Point placement records
/---
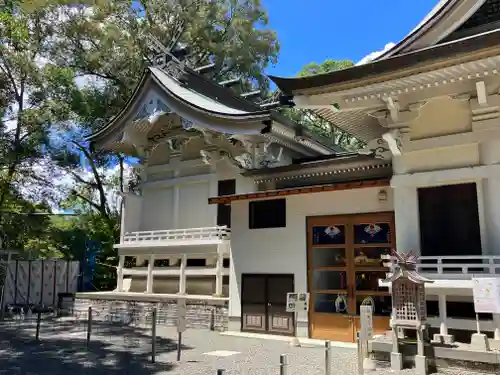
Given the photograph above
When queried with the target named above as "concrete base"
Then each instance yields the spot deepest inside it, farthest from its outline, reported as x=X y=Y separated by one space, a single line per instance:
x=234 y=323
x=421 y=366
x=302 y=328
x=479 y=341
x=443 y=339
x=396 y=361
x=294 y=342
x=369 y=364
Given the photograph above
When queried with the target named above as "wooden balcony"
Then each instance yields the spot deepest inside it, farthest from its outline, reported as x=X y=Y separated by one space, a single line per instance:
x=453 y=274
x=175 y=271
x=175 y=238
x=459 y=267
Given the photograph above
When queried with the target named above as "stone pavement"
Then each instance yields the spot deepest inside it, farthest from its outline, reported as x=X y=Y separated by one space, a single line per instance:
x=127 y=350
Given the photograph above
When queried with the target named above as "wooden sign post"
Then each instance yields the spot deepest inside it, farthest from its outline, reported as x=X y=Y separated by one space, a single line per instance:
x=296 y=302
x=366 y=334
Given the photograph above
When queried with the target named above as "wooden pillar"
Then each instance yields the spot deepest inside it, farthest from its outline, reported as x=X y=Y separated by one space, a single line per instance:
x=119 y=273
x=219 y=271
x=443 y=328
x=182 y=274
x=149 y=283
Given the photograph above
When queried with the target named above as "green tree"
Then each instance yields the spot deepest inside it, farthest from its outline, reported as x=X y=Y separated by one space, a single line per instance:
x=315 y=123
x=326 y=66
x=36 y=98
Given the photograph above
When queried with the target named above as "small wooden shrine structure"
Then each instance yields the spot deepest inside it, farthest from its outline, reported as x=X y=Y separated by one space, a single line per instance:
x=409 y=309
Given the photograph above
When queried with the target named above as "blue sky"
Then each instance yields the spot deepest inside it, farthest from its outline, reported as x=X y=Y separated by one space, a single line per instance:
x=315 y=30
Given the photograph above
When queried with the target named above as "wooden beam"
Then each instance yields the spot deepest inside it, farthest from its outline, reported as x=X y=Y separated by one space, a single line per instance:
x=227 y=199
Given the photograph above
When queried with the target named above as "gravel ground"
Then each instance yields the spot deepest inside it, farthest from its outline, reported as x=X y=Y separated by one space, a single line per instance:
x=127 y=350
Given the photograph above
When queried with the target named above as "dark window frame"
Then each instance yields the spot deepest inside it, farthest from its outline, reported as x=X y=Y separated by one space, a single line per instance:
x=202 y=262
x=225 y=187
x=267 y=214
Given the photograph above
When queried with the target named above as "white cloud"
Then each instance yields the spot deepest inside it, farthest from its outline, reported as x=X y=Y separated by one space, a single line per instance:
x=372 y=56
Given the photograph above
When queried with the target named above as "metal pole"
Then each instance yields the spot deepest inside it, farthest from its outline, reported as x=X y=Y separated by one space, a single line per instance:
x=153 y=336
x=38 y=321
x=328 y=358
x=360 y=356
x=179 y=345
x=283 y=364
x=89 y=325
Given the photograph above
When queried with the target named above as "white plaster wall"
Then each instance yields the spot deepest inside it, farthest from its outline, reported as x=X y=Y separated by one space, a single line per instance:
x=157 y=209
x=490 y=155
x=176 y=199
x=283 y=250
x=132 y=214
x=194 y=210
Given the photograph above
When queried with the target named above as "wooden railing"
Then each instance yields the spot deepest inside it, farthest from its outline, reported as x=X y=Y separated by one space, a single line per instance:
x=174 y=271
x=458 y=267
x=188 y=234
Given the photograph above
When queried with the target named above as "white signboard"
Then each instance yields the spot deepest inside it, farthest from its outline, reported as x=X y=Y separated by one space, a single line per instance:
x=181 y=315
x=296 y=302
x=366 y=321
x=486 y=292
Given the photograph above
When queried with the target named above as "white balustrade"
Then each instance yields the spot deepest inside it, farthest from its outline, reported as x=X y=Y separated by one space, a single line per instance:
x=217 y=233
x=457 y=267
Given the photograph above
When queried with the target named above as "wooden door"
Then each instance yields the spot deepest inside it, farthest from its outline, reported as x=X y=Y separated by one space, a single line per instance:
x=253 y=303
x=344 y=267
x=264 y=310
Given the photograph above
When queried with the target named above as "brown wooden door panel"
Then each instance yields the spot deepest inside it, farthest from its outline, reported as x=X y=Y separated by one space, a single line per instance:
x=349 y=246
x=333 y=327
x=279 y=321
x=264 y=303
x=253 y=318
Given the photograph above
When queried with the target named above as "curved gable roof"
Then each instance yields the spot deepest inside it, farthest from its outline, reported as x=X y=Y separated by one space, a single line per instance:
x=441 y=21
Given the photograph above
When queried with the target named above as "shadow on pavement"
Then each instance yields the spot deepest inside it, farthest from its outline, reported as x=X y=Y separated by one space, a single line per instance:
x=113 y=350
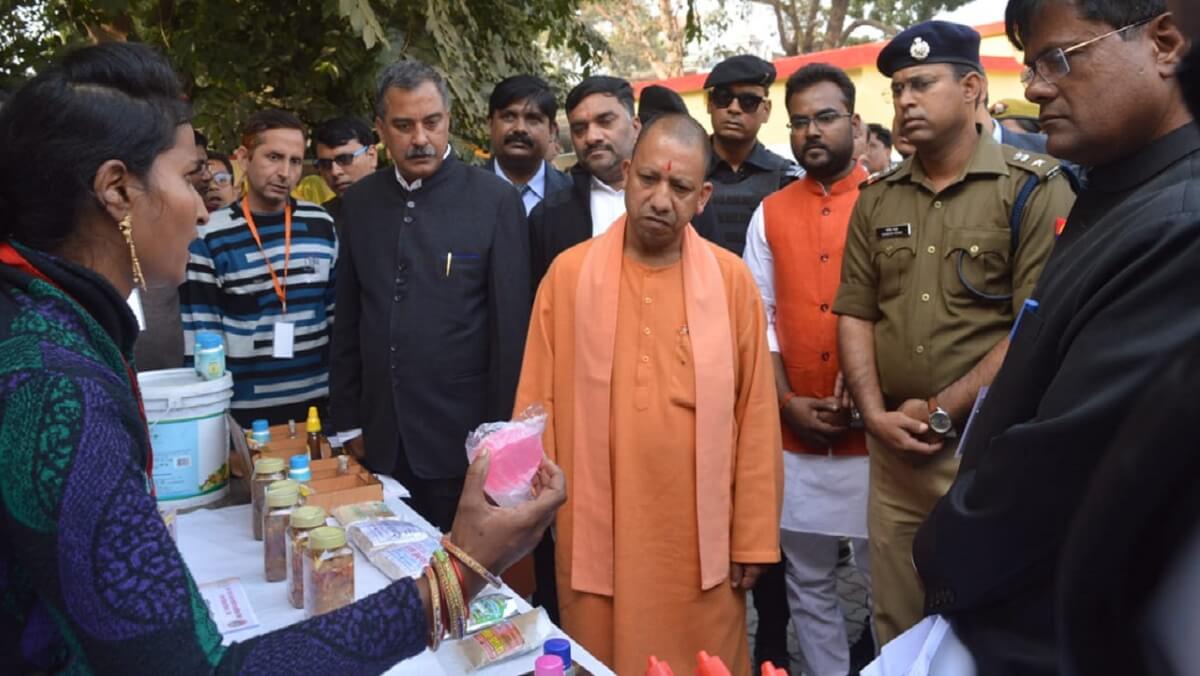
\---
STATED GOAL
Reproduce all lines of the entries with "photograph" swapped for "image" and every other character left as is. Omit the pictures from the output.

EXERCISE RESULT
Given the image above
When queried with the target named above as "concrete base"
Then each instance yields the spot deepest inside it, farthest from its outline, reported as x=X y=Y separated by one space, a single line per instance:
x=234 y=323
x=421 y=366
x=302 y=328
x=479 y=341
x=443 y=339
x=396 y=361
x=294 y=342
x=369 y=364
Given the image above
When queried with the target named above as "wooden balcony"
Then each instance yields the spot deepest inside it, farthest from its outline, reported as x=X y=Y separated by one space, a single line per instance:
x=453 y=274
x=175 y=271
x=175 y=238
x=459 y=267
Given the image above
When queried with the target named above as "stone pavement"
Then each instance yields the spot deepest inside it, farthest from its outline, reported as x=X y=Y separated by one space, a single line per instance:
x=127 y=350
Given the image above
When queried with the target named above as "wooden sign post"
Then each instance yields the spot deepest inside it, farthest from its outline, reported as x=X y=Y separated by one space, a single line per instance:
x=296 y=302
x=366 y=334
Given the image above
When queried with the target named above as "wooden pillar"
Then each instance yields the spot deepest inside it, farthest from its outline, reported as x=X y=Y separated by one space, a single line per instance:
x=119 y=273
x=219 y=271
x=443 y=328
x=182 y=274
x=149 y=283
Given the image above
When queried with the target named above as "green tree"
Then each instance yields the spot deepest inside it, farthest from its outline, reported as x=X y=Y separated by one space, a single line per instance:
x=315 y=123
x=326 y=66
x=36 y=98
Given the image above
When queried with the target named above as "small wooden shrine structure"
Then each instance yields the spot deepest inside it, farthest from its outline, reported as x=X y=Y separated by one space, a single line per instance:
x=409 y=309
Given the image above
When queried with the target named above as "blue sky"
Then each instance yields the spot deepest inside it, farthest from its outline, reported as x=X y=Y separated by one space, a single line per instance:
x=315 y=30
Given the image above
When queried with the target named above as "wooden beam"
Then each instance yields the spot deepest inside it, farthest from its outline, reported as x=X y=Y separated by one space, a single line per instance:
x=227 y=199
Given the image above
When queried with the target named above as "gravel ground"
Then each instance yields the spot deepest inside it, farthest from its outline, reported as x=X y=Y separated by one space, a single line per instance:
x=127 y=350
Given the image above
When queried with the target named above as "dark window frame"
Then each instance yields the spot deepest inside it, farthest from its outline, reported as x=X y=Y separated by one space, a single line per instance:
x=202 y=262
x=225 y=187
x=267 y=214
Given the image above
When queried with the target named above as "white cloud"
Then each instance yields the spot deepest inside it, farthest from its outline, reported as x=X y=Y separated by one space, a single line per instance:
x=372 y=56
Given the image above
When queried with the target named above as "metal pole"
Then each instance yields the spot deepest inside it, farthest from its outline, reported as x=X y=Y separated by one space, a single line per instance:
x=153 y=336
x=38 y=321
x=328 y=358
x=360 y=356
x=179 y=345
x=283 y=364
x=89 y=325
Given the image above
When queried with the target named above as "white plaster wall"
Then each instance yields the spot deepest inside it, farthest from its outline, reported as x=X y=Y separated by one space, a single line per instance:
x=157 y=209
x=490 y=155
x=176 y=199
x=283 y=250
x=132 y=214
x=194 y=210
Given the image above
When queried with the target named above as "wooden railing"
Then each instance yields the spot deepest inside it, farthest from its outline, reported as x=X y=Y separated by one space, a single line per instance:
x=174 y=271
x=458 y=267
x=188 y=234
Given the image above
When queried with the target named above as "white signboard"
Then each instance yields the spot deepest inside it, farthest from its outline, reported as x=X y=Y separated by one space, a single line per instance:
x=181 y=315
x=296 y=302
x=366 y=321
x=486 y=292
Given the image above
When queried with the target named above as "white balustrade"
Then each instance yields the spot deepest inside it, farthest from its outline, reported as x=X y=Y separated by one space, a single line per instance:
x=217 y=233
x=457 y=267
Given the image above
When queried with the target named above as "wooden door"
Then each instance yields the spot deepest inside it, farthest from its outline, reported as x=X y=Y separated by one space, a single line per instance:
x=253 y=303
x=344 y=267
x=264 y=310
Given the image above
When queried with the target named above as "brown wooden door panel"
Then each instance yields the spot deepest inside it, farthest from its outline, reported as x=X y=Y separated by one space, a single line per instance:
x=349 y=246
x=333 y=327
x=279 y=321
x=264 y=303
x=253 y=318
Given the image above
When queried with the target named above as "curved gable roof"
Then each instance yields the spot deepest inside it, farthest from its outline, reported as x=X y=Y separated by one space, a single line per instance:
x=441 y=21
Given the image above
When queried with the target named above as "shadow on pavement"
Then each instance yields the spot deepest inside it, farthest from its outline, reported as x=X y=Y separated by one space, a single line per instance:
x=113 y=350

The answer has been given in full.